* _Assigned task_:
Write out, precisely and in full, each line of the material.

* _Task input_:
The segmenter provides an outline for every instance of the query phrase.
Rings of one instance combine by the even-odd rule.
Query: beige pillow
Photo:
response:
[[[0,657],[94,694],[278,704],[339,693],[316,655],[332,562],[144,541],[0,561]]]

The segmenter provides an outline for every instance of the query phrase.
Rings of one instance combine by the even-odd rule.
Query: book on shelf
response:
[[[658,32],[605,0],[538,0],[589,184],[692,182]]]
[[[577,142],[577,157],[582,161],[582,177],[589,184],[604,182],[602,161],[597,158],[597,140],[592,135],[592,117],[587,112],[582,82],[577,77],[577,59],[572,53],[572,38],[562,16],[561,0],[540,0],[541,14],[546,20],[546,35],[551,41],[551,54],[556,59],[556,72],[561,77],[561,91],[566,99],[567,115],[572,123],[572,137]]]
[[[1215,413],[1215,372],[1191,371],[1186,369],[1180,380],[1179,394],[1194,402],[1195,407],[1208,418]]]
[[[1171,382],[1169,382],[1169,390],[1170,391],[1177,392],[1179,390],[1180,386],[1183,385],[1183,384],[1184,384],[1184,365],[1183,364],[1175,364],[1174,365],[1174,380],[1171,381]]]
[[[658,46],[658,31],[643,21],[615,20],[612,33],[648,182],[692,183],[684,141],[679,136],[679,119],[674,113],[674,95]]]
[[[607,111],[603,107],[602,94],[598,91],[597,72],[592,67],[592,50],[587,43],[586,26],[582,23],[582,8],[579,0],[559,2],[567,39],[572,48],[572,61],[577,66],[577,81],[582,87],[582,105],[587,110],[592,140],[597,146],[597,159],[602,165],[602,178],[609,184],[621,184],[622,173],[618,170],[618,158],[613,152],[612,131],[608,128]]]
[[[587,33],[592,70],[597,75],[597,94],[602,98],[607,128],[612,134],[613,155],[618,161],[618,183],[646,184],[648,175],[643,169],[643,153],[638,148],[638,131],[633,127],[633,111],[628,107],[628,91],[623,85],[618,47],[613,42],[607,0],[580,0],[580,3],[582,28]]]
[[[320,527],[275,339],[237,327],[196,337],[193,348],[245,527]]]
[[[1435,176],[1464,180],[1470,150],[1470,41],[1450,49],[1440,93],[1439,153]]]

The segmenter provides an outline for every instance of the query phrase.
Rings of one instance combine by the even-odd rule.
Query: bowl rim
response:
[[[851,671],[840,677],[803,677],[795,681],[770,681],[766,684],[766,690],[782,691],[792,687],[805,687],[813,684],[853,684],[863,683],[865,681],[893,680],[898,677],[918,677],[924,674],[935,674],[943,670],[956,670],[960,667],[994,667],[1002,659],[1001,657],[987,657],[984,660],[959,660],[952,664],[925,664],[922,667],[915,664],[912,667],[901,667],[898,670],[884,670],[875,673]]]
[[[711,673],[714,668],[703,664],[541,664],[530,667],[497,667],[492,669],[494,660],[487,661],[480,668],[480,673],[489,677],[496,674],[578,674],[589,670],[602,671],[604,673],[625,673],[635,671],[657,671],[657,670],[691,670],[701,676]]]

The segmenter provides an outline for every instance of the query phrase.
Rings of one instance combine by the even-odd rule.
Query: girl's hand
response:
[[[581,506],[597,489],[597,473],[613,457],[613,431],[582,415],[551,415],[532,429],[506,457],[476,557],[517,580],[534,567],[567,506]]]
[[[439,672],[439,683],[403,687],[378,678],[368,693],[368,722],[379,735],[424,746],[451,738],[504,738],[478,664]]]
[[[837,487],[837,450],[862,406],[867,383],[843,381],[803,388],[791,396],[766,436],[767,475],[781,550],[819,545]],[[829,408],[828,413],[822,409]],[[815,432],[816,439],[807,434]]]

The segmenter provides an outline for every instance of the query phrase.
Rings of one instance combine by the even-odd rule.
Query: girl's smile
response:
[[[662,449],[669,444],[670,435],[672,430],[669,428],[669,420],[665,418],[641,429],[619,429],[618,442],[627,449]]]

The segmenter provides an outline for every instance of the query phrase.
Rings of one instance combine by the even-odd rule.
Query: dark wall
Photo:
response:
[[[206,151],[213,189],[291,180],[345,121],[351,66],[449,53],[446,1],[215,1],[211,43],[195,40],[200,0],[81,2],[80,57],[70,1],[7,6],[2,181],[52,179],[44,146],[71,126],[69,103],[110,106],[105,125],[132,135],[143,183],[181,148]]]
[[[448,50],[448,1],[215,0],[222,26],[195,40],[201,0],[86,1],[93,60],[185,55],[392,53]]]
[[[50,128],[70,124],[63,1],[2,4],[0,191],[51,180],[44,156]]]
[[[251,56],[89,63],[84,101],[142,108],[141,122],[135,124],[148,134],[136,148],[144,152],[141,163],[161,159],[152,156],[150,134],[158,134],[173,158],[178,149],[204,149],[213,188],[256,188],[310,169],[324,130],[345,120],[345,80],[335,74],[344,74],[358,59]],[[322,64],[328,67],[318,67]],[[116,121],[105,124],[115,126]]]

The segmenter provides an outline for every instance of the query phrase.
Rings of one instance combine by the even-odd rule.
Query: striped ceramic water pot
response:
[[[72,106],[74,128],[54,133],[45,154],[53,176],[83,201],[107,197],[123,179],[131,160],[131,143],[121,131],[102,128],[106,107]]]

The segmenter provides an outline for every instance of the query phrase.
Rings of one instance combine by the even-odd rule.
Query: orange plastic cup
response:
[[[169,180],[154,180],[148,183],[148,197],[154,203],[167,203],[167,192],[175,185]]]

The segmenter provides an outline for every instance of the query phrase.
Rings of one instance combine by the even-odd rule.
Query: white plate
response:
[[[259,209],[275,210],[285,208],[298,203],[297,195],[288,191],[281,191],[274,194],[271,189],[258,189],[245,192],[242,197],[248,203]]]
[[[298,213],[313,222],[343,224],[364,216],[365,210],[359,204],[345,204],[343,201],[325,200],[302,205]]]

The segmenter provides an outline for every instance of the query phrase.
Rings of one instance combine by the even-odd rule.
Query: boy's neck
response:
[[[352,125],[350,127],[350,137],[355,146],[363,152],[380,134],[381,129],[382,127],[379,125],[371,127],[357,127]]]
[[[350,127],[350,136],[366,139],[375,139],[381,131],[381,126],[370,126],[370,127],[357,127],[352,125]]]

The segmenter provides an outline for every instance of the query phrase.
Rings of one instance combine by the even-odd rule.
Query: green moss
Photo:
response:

* _Answer_:
The segmenter provides an outline for every instance of the query phrase.
Rings of one instance combine by the even-odd rule.
Query: beige pillow
Photo:
response:
[[[0,657],[94,694],[278,704],[339,693],[316,655],[332,562],[144,541],[0,561]]]

The segmenter provides an outline for every instance of the query phrase.
Rings of one instance combine by the even-odd rule.
Query: book on shelf
response:
[[[658,32],[605,0],[538,0],[589,184],[692,182]]]
[[[577,142],[577,157],[582,161],[582,177],[589,184],[604,182],[602,161],[597,158],[597,140],[592,135],[592,117],[587,112],[582,82],[577,77],[577,59],[572,53],[572,38],[562,16],[561,0],[540,0],[541,14],[546,20],[546,35],[551,41],[551,54],[556,59],[556,72],[561,77],[561,91],[566,99],[567,115],[572,123],[572,137]]]
[[[1215,413],[1215,372],[1191,371],[1186,369],[1180,380],[1179,394],[1194,402],[1195,407],[1208,418]]]
[[[1171,382],[1169,382],[1169,390],[1170,391],[1177,392],[1179,390],[1180,386],[1183,385],[1183,384],[1184,384],[1184,365],[1183,364],[1175,364],[1174,365],[1174,380],[1171,381]]]
[[[658,46],[658,31],[643,21],[615,20],[612,33],[648,182],[692,183],[684,141],[679,136],[679,119],[674,113],[674,95]]]
[[[607,111],[603,107],[602,94],[598,91],[597,72],[592,67],[592,50],[587,43],[586,26],[582,23],[582,8],[579,0],[559,2],[567,39],[572,48],[572,61],[577,66],[577,81],[582,87],[582,105],[587,110],[592,140],[597,146],[597,159],[602,165],[602,178],[609,184],[621,184],[622,173],[618,170],[618,158],[613,152],[612,131],[608,128]]]
[[[587,33],[592,70],[597,75],[597,94],[602,98],[607,128],[612,134],[613,155],[618,161],[618,183],[646,184],[648,175],[643,169],[643,153],[638,148],[638,131],[633,127],[633,111],[628,107],[628,91],[623,85],[618,47],[613,42],[607,0],[580,0],[580,3],[582,28]]]
[[[320,527],[275,339],[237,327],[196,337],[193,348],[245,527]]]
[[[1435,176],[1464,180],[1470,150],[1470,41],[1450,49],[1440,93],[1439,153]]]

The segmenter provides an outline for every instance of the query phrase.
Rings of one instance combine by the even-odd rule.
Query: bowl rim
response:
[[[851,671],[840,677],[803,677],[795,681],[770,681],[766,684],[766,690],[782,691],[792,687],[805,687],[813,684],[853,684],[863,683],[865,681],[893,680],[898,677],[918,677],[924,674],[935,674],[943,670],[956,670],[960,667],[994,667],[1002,659],[1001,657],[987,657],[984,660],[959,660],[952,664],[925,664],[922,667],[915,664],[912,667],[901,667],[898,670],[884,670],[875,673]]]
[[[711,673],[714,668],[703,664],[541,664],[530,667],[497,667],[492,669],[494,660],[487,661],[480,668],[480,673],[489,677],[496,674],[578,674],[589,670],[602,671],[604,673],[625,673],[635,671],[657,671],[657,670],[691,670],[701,676]]]

The segmenter provides an outline for every instance of the query phrase.
Rings of one instance combine by the even-odd rule.
Query: girl's hand
response:
[[[581,506],[597,489],[597,473],[613,457],[613,431],[582,415],[551,415],[532,429],[506,457],[476,557],[517,580],[534,567],[567,506]]]
[[[439,672],[439,683],[403,687],[378,678],[368,693],[368,722],[379,735],[424,746],[451,738],[504,738],[478,664]]]
[[[837,487],[837,450],[862,406],[867,383],[843,381],[803,388],[791,396],[766,436],[767,475],[781,550],[819,545]],[[829,408],[828,413],[822,409]],[[815,432],[816,439],[807,434]]]

The segmenter provides an outline for every instance of the query phrase.
Rings of one instance combine by the even-odd rule.
Query: girl's smile
response:
[[[662,449],[669,444],[670,435],[672,430],[669,428],[669,420],[665,418],[641,429],[619,429],[618,442],[627,449]]]

The segmenter provides an outline for every instance of the query phrase.
Rings of one instance combine by the even-odd rule.
Query: dark wall
Photo:
response:
[[[206,151],[213,189],[291,180],[345,121],[351,66],[449,53],[446,1],[215,1],[211,43],[195,40],[200,0],[81,2],[80,57],[70,1],[7,6],[2,181],[52,179],[44,146],[71,126],[69,103],[110,106],[105,125],[132,135],[143,183],[181,148]]]
[[[448,50],[448,1],[215,0],[222,26],[195,40],[201,0],[86,1],[93,60],[185,55],[392,53]]]
[[[50,128],[70,124],[63,1],[2,4],[0,191],[51,180],[44,156]]]
[[[251,56],[89,63],[84,101],[142,108],[141,122],[135,124],[148,134],[136,148],[144,152],[141,163],[161,159],[152,156],[150,134],[158,134],[173,158],[178,149],[204,149],[213,188],[256,188],[310,169],[324,130],[345,120],[345,80],[335,74],[344,74],[358,59]],[[322,64],[328,67],[318,67]],[[116,121],[105,124],[115,126]]]

The segmenter provides an outline for every instance of the query phrase.
Rings of one instance combine by the even-odd rule.
Query: striped ceramic water pot
response:
[[[72,106],[74,128],[54,133],[45,154],[53,176],[83,201],[107,197],[123,179],[131,160],[131,143],[121,131],[102,128],[106,107]]]

The segmenter provides an outline for every instance of the query phrase.
Rings of one instance combine by the even-odd rule.
Query: orange plastic cup
response:
[[[169,180],[154,180],[148,183],[148,197],[154,203],[167,203],[167,192],[175,185]]]

The segmenter provides an outline for every instance of the query phrase.
Rings of one instance combine by the even-odd rule.
Query: white plate
response:
[[[259,209],[275,210],[285,208],[298,203],[297,195],[288,191],[281,191],[274,194],[271,189],[258,189],[245,192],[242,197],[248,203]]]
[[[298,213],[313,222],[343,224],[364,216],[365,210],[359,204],[345,204],[343,201],[325,200],[302,205]]]

The segmenter provides an outline for every instance of the query phrase.
Rings of one instance combine by the even-odd rule.
Query: boy's neck
response:
[[[352,125],[350,127],[350,137],[355,146],[363,152],[380,134],[381,129],[382,127],[379,125],[371,127],[357,127]]]
[[[350,127],[350,136],[366,139],[375,139],[381,131],[381,126],[370,126],[370,127],[357,127],[352,125]]]

The segmenter provides an outline for every instance of the query phrase.
Rings of one instance combine by the even-odd rule.
Query: green moss
Photo:
response:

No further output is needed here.